── Document section ──

Canada sheds northern light on marijuana

  • Ellen Goodman / Boston Globe columnist
  • Saturday, August 4, 2001 9:00pm
  • Opinion

BOSTON — And now from our northern neighbors, the allegedly staid Canadians, a new antidote to our reefer madness.

The Canadian government has just increased the number of its people who can use marijuana as medicine. As of this month, the terminally ill and those with chronic diseases from cancer to AIDS to MS can turn their back yards into their medicine cabinets.

With the approval of a doctor, they can either grow it or get it free from the government, which is paying a company to nurture the plants in an abandoned copper mine in Flin Flon, Manitoba.

Where does that leave us? U.S. citizens, who routinely cross the border for cheap prescription drugs, won’t be allowed access to the Manitoba motherload. But if Canadians can’t export their medical marijuana, it’s time for us to import their policy.

The northern light on the subject comes in the wake of a Canadian Supreme Court ruling that any patient suffering terminal or painful illness should be allowed access to marijuana when a doctor says it may help. Our own Supreme Court has moved in exactly the opposite direction. In May, our Supremes ruled on narrow grounds that federal drug law allows no exception for medical marijuana.

So the Canadians have implicitly recognized that marijuana has uses as well as abuses. But our government supports the idea that marijuana has no medicinal value worth the social risks.

Our law not only differs from Canada’s, It’s on a collision course with the policies in nine states — Alaska, Arizona, California, Colorado, Hawaii, Maine, Oregon, Nevada and Washington. More to the point, it’s on a collision course with patients who are looking for relief without looking for trouble.

Is anyone hallucinating?

Marijuana has a medical history that goes way back beyond the time when the straight-laced Queen Victoria took it for menstrual cramps. It was used widely in the West for pain and sleep, until aspirin and barbiturates came along. It was demonized in the 1930s with "reefer madness" propaganda and in the 1960s when Haight-Ashbury was covered in a stoned haze.

───

_Problems to work on_
• a. Rewrite the part of the column on medical marijuana that opens with "So the Canadians" and closes with "a stoned haze.", putting "head-on clash" wherever "collision course" appears.
• b. Answer these questions from the column on medical marijuana.
(i) Where is the company paid by the Canadian government growing the plants?
(ii) In what month did the U.S. Supreme Court rule that federal drug law allows no exception for medical marijuana?
(iii) What did Queen Victoria take marijuana for?
The rows after this column on medical marijuana come from a separate source.

── Data provided ──

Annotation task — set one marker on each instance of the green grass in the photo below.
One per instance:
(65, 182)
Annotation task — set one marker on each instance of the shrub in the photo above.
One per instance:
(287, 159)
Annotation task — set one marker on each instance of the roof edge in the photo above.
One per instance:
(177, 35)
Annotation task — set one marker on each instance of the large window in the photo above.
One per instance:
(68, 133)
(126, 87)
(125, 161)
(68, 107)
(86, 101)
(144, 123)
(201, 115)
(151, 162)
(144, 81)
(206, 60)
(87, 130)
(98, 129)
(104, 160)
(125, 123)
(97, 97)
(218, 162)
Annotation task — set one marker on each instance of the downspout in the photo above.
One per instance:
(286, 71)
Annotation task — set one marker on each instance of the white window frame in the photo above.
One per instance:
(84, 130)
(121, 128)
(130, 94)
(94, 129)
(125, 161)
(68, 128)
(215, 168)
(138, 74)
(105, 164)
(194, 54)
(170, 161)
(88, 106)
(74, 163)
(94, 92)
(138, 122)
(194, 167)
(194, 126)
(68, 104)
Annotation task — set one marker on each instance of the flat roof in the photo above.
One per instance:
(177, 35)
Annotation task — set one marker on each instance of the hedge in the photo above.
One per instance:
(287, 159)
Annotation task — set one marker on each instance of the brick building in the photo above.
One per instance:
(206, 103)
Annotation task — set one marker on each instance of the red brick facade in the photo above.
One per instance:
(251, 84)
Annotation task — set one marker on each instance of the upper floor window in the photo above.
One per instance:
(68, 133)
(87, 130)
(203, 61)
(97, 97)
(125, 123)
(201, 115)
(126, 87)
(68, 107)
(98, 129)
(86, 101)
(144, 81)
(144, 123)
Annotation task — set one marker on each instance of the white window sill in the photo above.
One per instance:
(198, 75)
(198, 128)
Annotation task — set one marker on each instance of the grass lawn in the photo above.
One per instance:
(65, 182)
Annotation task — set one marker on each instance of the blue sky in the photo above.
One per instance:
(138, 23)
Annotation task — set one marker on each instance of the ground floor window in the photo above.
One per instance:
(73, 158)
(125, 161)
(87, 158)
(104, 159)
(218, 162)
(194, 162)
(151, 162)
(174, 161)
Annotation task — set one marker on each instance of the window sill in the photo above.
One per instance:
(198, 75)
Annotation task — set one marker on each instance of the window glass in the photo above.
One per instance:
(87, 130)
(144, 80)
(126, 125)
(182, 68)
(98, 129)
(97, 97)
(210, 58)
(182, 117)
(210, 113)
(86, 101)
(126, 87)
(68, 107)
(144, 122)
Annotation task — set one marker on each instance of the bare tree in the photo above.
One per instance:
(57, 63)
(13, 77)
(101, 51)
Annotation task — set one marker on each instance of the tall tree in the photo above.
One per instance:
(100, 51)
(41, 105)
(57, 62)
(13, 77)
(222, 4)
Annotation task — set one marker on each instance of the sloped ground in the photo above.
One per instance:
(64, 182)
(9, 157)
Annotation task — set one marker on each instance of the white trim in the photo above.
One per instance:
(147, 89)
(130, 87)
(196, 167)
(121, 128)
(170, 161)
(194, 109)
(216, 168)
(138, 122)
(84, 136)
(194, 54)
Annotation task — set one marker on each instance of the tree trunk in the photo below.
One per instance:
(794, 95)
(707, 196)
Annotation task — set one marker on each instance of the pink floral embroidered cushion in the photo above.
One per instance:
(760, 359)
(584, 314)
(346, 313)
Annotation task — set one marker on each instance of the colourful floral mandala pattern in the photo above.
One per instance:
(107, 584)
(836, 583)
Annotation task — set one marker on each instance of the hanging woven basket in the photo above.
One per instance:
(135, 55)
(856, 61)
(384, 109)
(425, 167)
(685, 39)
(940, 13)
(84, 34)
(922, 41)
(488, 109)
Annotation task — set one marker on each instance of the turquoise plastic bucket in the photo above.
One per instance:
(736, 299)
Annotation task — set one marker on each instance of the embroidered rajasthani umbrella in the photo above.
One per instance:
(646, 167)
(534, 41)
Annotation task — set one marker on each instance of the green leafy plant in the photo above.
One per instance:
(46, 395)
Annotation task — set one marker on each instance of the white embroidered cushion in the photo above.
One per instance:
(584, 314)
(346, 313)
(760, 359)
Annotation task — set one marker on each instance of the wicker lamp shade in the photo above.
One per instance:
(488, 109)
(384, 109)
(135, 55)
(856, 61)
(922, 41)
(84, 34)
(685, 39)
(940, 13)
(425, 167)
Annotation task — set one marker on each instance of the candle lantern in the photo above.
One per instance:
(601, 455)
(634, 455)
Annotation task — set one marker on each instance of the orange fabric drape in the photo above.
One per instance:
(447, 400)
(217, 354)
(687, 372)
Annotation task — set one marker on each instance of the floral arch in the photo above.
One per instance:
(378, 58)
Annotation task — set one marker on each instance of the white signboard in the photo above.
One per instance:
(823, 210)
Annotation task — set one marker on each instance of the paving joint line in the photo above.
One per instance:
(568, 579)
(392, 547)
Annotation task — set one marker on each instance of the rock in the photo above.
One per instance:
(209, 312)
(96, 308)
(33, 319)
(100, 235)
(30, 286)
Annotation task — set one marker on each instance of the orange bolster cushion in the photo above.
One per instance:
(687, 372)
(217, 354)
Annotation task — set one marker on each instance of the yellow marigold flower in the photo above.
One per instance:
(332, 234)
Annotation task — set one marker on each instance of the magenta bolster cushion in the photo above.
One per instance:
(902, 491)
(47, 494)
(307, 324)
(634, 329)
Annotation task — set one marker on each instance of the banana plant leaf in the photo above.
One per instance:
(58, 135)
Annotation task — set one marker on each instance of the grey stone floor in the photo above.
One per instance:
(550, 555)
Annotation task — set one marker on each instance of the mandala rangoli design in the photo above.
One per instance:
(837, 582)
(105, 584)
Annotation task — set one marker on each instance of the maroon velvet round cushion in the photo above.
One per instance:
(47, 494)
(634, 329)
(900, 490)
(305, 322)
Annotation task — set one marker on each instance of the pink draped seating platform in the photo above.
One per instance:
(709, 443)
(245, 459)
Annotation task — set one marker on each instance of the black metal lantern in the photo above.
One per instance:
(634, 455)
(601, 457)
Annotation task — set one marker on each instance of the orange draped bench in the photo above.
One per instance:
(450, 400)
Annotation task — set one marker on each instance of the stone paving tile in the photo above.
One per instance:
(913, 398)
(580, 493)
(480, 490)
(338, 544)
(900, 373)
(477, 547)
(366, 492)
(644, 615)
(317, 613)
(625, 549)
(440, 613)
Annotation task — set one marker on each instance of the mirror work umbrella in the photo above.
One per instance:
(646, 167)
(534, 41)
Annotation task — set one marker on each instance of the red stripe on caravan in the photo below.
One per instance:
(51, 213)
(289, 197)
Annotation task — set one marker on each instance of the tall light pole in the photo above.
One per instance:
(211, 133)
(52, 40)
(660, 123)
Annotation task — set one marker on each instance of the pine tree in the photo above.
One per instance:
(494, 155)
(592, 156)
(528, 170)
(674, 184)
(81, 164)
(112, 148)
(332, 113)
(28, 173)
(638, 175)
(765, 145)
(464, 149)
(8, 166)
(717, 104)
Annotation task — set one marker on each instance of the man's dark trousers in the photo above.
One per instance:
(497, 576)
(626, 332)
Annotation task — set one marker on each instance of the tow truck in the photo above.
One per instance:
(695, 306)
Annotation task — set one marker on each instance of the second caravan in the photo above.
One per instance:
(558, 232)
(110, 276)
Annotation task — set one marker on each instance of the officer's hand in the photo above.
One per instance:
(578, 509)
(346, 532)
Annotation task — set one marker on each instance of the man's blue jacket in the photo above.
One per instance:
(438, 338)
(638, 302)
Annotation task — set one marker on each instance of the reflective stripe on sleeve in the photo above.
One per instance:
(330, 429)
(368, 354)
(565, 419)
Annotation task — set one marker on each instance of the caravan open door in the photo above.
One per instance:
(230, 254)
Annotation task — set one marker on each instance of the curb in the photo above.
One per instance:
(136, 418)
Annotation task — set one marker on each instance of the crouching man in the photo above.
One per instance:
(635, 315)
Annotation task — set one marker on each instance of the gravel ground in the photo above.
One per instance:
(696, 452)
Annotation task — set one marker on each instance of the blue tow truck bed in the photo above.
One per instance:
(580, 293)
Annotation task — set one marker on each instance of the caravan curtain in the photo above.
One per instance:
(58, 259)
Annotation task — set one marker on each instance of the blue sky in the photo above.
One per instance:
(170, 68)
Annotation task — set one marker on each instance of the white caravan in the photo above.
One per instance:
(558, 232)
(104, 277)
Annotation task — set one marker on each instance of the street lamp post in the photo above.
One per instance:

───

_Task answers_
• a.
So the Canadians have implicitly recognized that marijuana has uses as well as abuses. But our government supports the idea that marijuana has no medicinal value worth the social risks.

Our law not only differs from Canada’s, It’s on a head-on clash with the policies in nine states — Alaska, Arizona, California, Colorado, Hawaii, Maine, Oregon, Nevada and Washington. More to the point, it’s on a head-on clash with patients who are looking for relief without looking for trouble.

Is anyone hallucinating?

Marijuana has a medical history that goes way back beyond the time when the straight-laced Queen Victoria took it for menstrual cramps. It was used widely in the West for pain and sleep, until aspirin and barbiturates came along. It was demonized in the 1930s with "reefer madness" propaganda and in the 1960s when Haight-Ashbury was covered in a stoned haze.

• b.
(i) In an abandoned copper mine in Flin Flon, Manitoba
(ii) May
(iii) Menstrual cramps